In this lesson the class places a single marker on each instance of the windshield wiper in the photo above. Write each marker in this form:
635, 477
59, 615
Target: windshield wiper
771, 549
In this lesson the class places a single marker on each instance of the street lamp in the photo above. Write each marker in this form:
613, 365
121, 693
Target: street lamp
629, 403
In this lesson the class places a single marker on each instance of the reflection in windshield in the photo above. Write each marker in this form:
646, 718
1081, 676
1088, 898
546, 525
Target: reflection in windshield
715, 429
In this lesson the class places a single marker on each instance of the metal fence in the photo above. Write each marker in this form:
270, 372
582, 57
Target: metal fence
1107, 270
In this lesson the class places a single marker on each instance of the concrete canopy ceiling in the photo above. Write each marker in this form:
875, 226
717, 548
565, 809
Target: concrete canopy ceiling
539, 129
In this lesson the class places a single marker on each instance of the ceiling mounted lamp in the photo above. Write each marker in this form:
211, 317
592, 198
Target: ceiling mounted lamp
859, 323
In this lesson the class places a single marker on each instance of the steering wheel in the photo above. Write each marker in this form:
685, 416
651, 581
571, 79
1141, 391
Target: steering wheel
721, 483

● ● ●

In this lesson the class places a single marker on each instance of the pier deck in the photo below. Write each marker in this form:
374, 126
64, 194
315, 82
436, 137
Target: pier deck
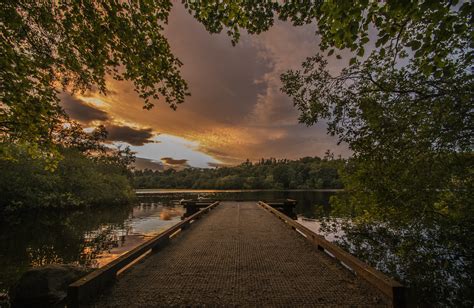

● ● ●

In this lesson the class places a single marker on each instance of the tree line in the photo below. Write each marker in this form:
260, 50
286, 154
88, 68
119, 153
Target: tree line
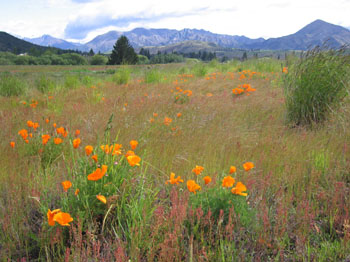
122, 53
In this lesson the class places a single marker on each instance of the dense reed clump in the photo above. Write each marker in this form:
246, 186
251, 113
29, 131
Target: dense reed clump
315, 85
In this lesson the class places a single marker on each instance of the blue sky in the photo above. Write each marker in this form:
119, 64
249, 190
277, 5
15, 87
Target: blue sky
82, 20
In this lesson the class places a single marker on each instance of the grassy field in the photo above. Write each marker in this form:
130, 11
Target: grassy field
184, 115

● ● ●

**GIVEN TASK:** Copy the data above word for word, from the line with "of the pier" to the line with "Target: pier deck", including both of those lines.

**WRITTEN ANSWER:**
In this lesson the class places a single marker on each instance of the pier deck in the photo below. Write each marker in this form:
374, 126
64, 194
315, 82
436, 137
Target: pier deck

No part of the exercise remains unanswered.